Task details:
Your job is to restate each entry word for word.

Input records:

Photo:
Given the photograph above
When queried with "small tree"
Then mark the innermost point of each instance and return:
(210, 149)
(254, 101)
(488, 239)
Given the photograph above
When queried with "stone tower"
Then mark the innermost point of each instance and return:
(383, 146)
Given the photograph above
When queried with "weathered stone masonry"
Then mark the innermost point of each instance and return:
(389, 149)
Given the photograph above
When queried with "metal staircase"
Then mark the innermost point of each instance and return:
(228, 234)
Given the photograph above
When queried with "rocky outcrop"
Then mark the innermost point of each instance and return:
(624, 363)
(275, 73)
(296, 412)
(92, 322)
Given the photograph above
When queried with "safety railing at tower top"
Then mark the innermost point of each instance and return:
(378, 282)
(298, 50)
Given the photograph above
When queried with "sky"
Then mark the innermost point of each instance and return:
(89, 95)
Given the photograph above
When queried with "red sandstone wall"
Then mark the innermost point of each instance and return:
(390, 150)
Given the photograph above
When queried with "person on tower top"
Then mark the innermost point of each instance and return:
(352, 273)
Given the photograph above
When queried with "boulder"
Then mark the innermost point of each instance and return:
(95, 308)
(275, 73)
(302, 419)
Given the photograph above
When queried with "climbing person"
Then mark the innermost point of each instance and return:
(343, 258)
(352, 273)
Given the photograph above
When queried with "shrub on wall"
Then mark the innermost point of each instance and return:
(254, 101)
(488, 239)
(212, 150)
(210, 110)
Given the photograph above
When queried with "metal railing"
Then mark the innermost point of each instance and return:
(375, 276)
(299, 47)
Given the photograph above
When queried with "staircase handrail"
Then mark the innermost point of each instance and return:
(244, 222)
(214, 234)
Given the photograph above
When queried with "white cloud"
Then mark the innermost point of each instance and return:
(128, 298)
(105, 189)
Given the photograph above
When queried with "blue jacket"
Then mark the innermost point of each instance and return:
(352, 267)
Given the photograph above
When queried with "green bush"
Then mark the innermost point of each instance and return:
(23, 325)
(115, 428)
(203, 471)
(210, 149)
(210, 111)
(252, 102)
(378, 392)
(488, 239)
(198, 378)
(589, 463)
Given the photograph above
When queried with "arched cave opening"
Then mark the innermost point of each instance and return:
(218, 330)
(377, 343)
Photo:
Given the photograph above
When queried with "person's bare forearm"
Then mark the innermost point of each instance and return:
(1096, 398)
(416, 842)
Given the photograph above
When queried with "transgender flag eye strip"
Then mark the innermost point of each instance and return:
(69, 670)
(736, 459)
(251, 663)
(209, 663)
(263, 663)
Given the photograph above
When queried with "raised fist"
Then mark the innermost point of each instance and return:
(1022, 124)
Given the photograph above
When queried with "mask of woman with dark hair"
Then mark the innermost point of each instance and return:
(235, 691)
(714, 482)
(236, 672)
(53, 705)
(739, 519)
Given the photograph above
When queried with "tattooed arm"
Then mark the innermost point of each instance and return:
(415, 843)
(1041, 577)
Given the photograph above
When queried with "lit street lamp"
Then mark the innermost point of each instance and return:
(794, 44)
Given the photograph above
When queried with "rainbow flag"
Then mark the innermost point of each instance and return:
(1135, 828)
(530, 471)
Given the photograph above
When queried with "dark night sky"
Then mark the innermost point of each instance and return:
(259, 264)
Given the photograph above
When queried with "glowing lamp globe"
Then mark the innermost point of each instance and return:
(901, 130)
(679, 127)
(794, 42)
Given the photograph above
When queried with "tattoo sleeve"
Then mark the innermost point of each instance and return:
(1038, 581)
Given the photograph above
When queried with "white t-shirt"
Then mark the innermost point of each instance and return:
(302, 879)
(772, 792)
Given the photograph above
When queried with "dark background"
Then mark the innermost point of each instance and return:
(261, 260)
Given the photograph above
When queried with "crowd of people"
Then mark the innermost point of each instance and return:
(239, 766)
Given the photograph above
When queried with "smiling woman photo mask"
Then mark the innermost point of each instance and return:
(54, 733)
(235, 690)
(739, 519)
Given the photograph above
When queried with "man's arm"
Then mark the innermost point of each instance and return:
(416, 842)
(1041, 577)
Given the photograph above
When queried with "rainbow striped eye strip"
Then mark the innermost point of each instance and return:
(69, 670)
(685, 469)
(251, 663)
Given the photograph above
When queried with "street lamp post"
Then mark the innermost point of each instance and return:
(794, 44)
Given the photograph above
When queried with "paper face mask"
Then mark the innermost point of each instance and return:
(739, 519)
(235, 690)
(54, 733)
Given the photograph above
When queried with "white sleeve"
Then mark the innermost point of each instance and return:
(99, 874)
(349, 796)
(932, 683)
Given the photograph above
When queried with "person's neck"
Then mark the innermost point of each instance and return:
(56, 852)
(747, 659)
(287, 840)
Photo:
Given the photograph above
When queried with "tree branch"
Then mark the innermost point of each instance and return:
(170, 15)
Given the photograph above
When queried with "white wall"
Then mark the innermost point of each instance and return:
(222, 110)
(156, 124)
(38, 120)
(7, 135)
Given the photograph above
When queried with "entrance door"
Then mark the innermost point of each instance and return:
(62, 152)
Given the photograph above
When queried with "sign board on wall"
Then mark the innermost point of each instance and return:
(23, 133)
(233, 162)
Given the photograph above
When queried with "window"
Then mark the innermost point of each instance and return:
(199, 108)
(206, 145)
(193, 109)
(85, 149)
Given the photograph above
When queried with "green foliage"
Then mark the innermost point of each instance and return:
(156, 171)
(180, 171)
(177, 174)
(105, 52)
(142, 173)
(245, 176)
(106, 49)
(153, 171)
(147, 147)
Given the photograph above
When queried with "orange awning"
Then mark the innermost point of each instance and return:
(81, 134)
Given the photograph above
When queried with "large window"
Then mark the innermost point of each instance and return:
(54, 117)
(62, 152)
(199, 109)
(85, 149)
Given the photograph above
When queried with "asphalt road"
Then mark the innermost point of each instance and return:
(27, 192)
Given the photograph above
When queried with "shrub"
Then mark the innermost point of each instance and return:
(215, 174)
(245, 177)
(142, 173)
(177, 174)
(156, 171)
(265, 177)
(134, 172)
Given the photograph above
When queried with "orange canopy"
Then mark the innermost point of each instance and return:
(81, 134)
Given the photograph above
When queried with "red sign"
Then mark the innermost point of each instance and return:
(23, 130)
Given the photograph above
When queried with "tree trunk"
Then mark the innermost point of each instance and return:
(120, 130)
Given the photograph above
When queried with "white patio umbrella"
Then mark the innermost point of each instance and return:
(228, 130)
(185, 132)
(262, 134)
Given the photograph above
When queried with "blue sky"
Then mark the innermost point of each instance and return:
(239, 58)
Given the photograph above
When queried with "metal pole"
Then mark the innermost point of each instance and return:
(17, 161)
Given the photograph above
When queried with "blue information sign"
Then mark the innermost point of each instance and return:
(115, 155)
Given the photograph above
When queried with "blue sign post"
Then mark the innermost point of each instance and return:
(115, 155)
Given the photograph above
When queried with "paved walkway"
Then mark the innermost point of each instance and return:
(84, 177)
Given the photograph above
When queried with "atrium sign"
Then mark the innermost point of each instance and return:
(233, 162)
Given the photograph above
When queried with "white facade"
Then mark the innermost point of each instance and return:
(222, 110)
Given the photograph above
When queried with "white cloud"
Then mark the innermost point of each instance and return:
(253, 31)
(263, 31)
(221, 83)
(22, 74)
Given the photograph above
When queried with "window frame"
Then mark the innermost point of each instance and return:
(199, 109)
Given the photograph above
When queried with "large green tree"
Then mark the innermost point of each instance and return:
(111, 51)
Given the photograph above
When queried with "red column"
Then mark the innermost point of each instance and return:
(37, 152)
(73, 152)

Solution for this task:
Photo:
Given the photograph above
When queried with "small tree"
Then mark the innermost point of each instance and return:
(210, 149)
(254, 101)
(488, 239)
Given the photograph above
When queried with "stone tower"
Then mark the innermost point of each instance and return:
(383, 146)
Given the photograph above
When queried with "weathered stone masonry"
Then mark the innermost point of each instance and return:
(389, 149)
Given the photograph above
When queried with "metal staircase"
Then mark the innermost point of each instance and return:
(228, 234)
Given the photograph above
When queried with "rocky outcrop"
Then mark the innermost point of each instance and return:
(624, 363)
(275, 73)
(296, 412)
(92, 322)
Given the photograph above
When queried with "safety railing at tower top"
Then mark the innermost point of each instance and return:
(378, 282)
(298, 50)
Given the photograph above
When queried with "sky"
Then mark the innermost point of each instance and return:
(89, 95)
Given the photograph above
When queried with "red sandstone wall"
Then mark the innermost point of each instance and return:
(390, 150)
Given the photograph above
When queried with "person on tower top"
Then mark the innermost point of each instance and return:
(352, 273)
Given the photograph above
When queried with "boulder"
Then mark the innermost point of each instance and return:
(95, 308)
(275, 73)
(302, 419)
Given the photograph above
When queried with "climbing person"
Then mark the innermost point of each instance and return:
(343, 258)
(352, 273)
Given the photograph above
When queried with "shrub on wall"
Then mark the innermost point of each instance and return:
(254, 101)
(488, 239)
(212, 150)
(210, 110)
Given the photograph above
When queried with "metal railing"
Then mark the innermost point of each instance and return:
(375, 276)
(299, 47)
Given the photograph above
When queried with "staircase handrail"
Then mark the innermost point of each instance and return:
(244, 222)
(214, 234)
Given the photograph above
When queried with "white cloud"
Then mark the innermost point of each instance and return:
(128, 298)
(105, 189)
Given the photograph above
When queried with "blue jacket"
Then mark the innermost point of each instance and return:
(352, 267)
Given the photograph above
When queried with "green bush"
Then mark the innermost point of each instance and return:
(23, 325)
(115, 428)
(203, 471)
(210, 149)
(210, 111)
(252, 102)
(378, 392)
(488, 239)
(198, 378)
(589, 463)
Given the photograph above
When queried with "arched cave opening"
Then mark the innermost point of each instance and return:
(218, 330)
(377, 343)
Photo:
Given the photograph above
When queried with "person's bare forearm"
Then mark the innermost point of each instance and return:
(1096, 398)
(416, 842)
Given the photograph above
When queried with "transgender flag eye strip"
Then mark the innermost point of each instance and return:
(69, 670)
(736, 459)
(251, 663)
(209, 663)
(263, 663)
Given the photograph above
When queried with "raised fist"
Then mark the innermost point of each instance and return:
(1022, 124)
Given the photograph above
When queried with "mask of woman with dark hair"
Then mark the innermost point of each instance and return:
(235, 691)
(714, 482)
(236, 672)
(53, 705)
(739, 519)
Given the photograph above
When queried with "tattooed arm"
Then mark the innermost point of each instance and return:
(415, 843)
(1041, 577)
Given the photograph above
When queried with "lit street lamp"
Then mark the innermost point of each instance and return:
(794, 44)
Given the photograph above
When queried with "rainbow flag"
Then mark the innermost point of each instance and return:
(1135, 828)
(530, 471)
Given the photograph above
When queried with "dark night sky"
Then mark the innermost point of each instance and return:
(259, 264)
Given the photograph above
When queried with "glowing lamp globe"
Then mark the innermost point of each instance and return:
(901, 130)
(679, 127)
(794, 42)
Given the photograph above
When queried with "tattoo sleeve"
Then mark the innermost point of each instance and return:
(1038, 581)
Given the photograph above
When queried with "white t-shirt"
Then mark the innermost point of each instance and return:
(302, 879)
(772, 792)
Given the photograph above
When queried with "dark background"
Then mark the innermost point of each instance and return:
(261, 260)
Given the photograph above
When queried with "crowd of people"
Then mark the innermost point of each instance and return:
(239, 766)
Given the photograph above
When queried with "smiling woman photo mask"
Then mark the innermost point of each instance and return:
(54, 733)
(235, 690)
(739, 519)
Given the photograph above
When queried with "man's arm"
Then mark the innermost point of each instance and return:
(416, 842)
(1041, 577)
Given the photograph above
When queried with "rainbow striped eye strip"
Then mark the innermost point of each instance and return:
(69, 670)
(685, 469)
(251, 663)
Given the photograph above
When queried with "street lamp post"
Then mark the innermost point of each instance and return:
(794, 44)
Given the photograph above
When queried with "paper face mask"
Then mark the innermost point of each instance and return:
(739, 519)
(235, 690)
(54, 733)
Given the photograph above
When queried with "white sleeve"
Then mark the innermost point of each instance and return:
(99, 874)
(349, 796)
(932, 683)
Given the photograph above
When queried with "person's neck"
Then mark the innermost point of each instance and return:
(56, 852)
(747, 659)
(287, 840)
Photo:
Given the photograph above
When queried with "tree branch"
Then mark the innermost point of each instance and return:
(170, 15)
Given the photograph above
When queried with "white wall"
Then mark the innermost point of each instance and return:
(222, 110)
(156, 124)
(38, 120)
(7, 135)
Given the photograph above
When queried with "entrance door"
Then mark the innermost point of each instance and return:
(62, 152)
Given the photograph above
When queried with "sign board on wall"
Then mark the innermost point of each instance and return:
(23, 133)
(233, 162)
Given the photograph above
When queried with "window"
Then mark the innermost point of each instance and return:
(199, 108)
(206, 145)
(193, 109)
(85, 149)
Given the photograph above
When queried with "green foliage"
Then mark the innermost point of each instance and return:
(156, 171)
(180, 171)
(177, 174)
(105, 52)
(142, 173)
(245, 176)
(106, 49)
(153, 171)
(147, 147)
Given the photograph above
When queried with "orange awning"
Then mark the innermost point of each instance and return:
(81, 134)
Given the photograph above
When queried with "large window"
Then mark the innermost point of each instance and return:
(54, 117)
(62, 152)
(199, 109)
(85, 149)
Given the photograph above
When queried with "asphalt road"
Then mark the innermost point of each instance and return:
(27, 192)
Given the photograph above
When queried with "shrub"
Then mark the innermost point of each instance and return:
(215, 174)
(245, 177)
(142, 173)
(177, 174)
(156, 171)
(265, 177)
(134, 172)
Given the photograph above
When queried with "orange canopy"
Then mark the innermost point of each instance and return:
(81, 134)
Given the photograph above
When queried with "red sign"
Then mark the innermost point of each instance and return:
(23, 130)
Given the photograph above
When queried with "tree trunk"
Then mark the innermost point of each instance and return:
(120, 130)
Given the photograph above
When queried with "white patio umbrella"
Then mark the innermost point of each instance and return:
(228, 130)
(185, 132)
(262, 134)
Given the photograph above
When queried with "blue sky"
Then mark the innermost point of each instance and return:
(239, 58)
Given the photograph above
When queried with "metal pole"
Then mark the innermost point of each instance and return:
(17, 161)
Given the photograph above
When queried with "blue information sign"
Then mark the innermost point of each instance and return:
(115, 155)
Given the photograph above
When queried with "blue sign post"
Then mark the innermost point of each instance and return:
(115, 155)
Given the photograph above
When queried with "paved walkway"
Then mark the innermost point of each instance and return:
(84, 177)
Given the photograph above
When queried with "atrium sign"
Then mark the innermost point of each instance and return:
(233, 162)
Given the photograph above
When queried with "white facade"
Then mark the innermost point of each instance and return:
(222, 110)
Given the photograph above
When queried with "white cloud"
Then mark the innermost point of each instance and return:
(253, 31)
(263, 31)
(221, 83)
(22, 74)
Given the photograph above
When queried with "window frame"
Then mark the innermost point of each instance and return:
(199, 109)
Given the photograph above
When queried with "large green tree"
Then mark the innermost point of each instance and return:
(111, 51)
Given the photograph above
When queried with "red column"
Then mark the innermost point of each instance and return:
(37, 152)
(73, 152)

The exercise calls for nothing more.